◆ **What the exercise asks**
Locate each line in the entries below that contains the word "mask", and copy every such line in full.

○ ○ ○ ○ ○

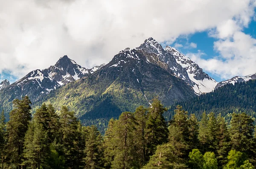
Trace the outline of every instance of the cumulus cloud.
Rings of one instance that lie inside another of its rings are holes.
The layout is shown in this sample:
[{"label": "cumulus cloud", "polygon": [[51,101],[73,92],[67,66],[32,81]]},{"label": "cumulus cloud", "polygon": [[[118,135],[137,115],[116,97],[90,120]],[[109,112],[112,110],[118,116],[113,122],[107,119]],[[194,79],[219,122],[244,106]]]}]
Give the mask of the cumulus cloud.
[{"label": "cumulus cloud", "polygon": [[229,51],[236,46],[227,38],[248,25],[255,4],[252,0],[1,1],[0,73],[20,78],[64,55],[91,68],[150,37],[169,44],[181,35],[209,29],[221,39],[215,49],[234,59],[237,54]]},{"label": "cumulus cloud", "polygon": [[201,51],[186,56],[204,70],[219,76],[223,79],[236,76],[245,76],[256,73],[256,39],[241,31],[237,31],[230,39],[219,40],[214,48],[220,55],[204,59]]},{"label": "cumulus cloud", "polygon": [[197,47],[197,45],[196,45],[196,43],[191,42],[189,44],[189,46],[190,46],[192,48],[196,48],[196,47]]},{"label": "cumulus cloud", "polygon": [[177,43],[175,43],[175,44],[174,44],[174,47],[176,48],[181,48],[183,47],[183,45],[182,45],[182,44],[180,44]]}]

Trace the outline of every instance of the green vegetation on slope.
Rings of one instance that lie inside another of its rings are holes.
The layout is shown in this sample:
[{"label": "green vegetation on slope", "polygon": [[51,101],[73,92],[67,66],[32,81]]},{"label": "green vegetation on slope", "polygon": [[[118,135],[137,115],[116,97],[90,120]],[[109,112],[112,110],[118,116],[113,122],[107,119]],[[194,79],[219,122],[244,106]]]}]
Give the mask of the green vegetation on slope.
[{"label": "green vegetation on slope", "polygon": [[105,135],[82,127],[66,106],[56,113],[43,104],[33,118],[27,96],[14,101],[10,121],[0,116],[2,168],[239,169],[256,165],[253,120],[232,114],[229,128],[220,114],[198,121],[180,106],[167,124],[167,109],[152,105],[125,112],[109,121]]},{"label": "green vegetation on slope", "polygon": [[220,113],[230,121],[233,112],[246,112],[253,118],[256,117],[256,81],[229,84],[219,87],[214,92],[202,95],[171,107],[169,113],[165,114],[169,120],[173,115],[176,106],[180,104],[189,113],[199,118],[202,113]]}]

○ ○ ○ ○ ○

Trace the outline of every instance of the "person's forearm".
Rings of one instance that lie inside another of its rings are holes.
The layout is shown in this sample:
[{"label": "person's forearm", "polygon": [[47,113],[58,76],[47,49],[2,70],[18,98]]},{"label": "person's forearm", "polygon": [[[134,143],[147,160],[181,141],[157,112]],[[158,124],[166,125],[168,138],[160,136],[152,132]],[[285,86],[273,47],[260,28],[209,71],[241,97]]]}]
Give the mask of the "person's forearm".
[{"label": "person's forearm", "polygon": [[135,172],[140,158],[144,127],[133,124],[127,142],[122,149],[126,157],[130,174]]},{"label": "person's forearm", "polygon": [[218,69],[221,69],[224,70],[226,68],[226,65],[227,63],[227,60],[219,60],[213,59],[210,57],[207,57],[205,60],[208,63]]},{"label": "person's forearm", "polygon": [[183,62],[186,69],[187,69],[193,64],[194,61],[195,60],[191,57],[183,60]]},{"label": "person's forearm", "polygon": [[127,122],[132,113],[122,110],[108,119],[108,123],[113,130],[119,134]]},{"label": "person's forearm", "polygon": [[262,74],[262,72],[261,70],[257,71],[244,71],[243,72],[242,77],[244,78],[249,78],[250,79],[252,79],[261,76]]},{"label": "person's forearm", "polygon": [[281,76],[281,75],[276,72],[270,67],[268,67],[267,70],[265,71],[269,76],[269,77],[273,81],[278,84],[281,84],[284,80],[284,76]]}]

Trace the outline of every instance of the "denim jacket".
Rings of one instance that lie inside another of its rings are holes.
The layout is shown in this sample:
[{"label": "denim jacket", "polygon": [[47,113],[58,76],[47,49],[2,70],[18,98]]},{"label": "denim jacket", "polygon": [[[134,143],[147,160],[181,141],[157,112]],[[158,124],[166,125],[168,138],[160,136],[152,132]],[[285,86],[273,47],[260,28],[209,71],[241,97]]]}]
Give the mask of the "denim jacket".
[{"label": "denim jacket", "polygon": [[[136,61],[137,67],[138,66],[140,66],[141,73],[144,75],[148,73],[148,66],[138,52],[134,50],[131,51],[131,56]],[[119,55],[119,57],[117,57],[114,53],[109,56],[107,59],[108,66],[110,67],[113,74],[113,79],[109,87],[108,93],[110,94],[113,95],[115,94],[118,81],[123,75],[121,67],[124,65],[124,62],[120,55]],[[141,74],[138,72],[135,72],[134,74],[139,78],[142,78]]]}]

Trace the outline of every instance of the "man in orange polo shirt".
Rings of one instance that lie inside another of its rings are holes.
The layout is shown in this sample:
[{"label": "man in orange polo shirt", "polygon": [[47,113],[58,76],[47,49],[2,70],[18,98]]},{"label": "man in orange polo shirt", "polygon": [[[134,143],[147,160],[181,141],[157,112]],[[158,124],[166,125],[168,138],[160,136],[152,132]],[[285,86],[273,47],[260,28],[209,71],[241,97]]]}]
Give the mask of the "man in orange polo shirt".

○ ○ ○ ○ ○

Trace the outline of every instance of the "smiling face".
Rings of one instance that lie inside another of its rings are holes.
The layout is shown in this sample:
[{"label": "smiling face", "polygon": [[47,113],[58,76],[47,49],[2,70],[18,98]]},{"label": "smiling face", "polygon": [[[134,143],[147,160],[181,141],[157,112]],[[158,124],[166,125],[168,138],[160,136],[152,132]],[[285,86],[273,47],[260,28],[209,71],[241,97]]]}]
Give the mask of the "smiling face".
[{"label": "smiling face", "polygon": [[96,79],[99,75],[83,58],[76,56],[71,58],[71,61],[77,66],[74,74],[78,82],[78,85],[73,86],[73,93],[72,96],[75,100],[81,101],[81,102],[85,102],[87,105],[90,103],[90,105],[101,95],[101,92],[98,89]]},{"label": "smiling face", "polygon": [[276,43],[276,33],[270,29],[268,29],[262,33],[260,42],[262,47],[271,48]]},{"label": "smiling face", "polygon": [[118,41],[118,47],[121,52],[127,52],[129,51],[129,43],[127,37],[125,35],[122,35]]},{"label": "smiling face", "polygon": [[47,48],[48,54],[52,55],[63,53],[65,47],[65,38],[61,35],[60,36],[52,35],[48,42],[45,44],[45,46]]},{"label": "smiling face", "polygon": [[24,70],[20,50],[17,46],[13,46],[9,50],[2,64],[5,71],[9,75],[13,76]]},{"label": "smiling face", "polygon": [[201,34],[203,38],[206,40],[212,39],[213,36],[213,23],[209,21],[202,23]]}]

○ ○ ○ ○ ○

◆ **Expected answer**
Give the mask of the cumulus cloud.
Give the mask of the green vegetation on slope.
Give the mask of the "person's forearm".
Give the mask of the "denim jacket".
Give the mask of the "man in orange polo shirt".
Give the mask of the "smiling face".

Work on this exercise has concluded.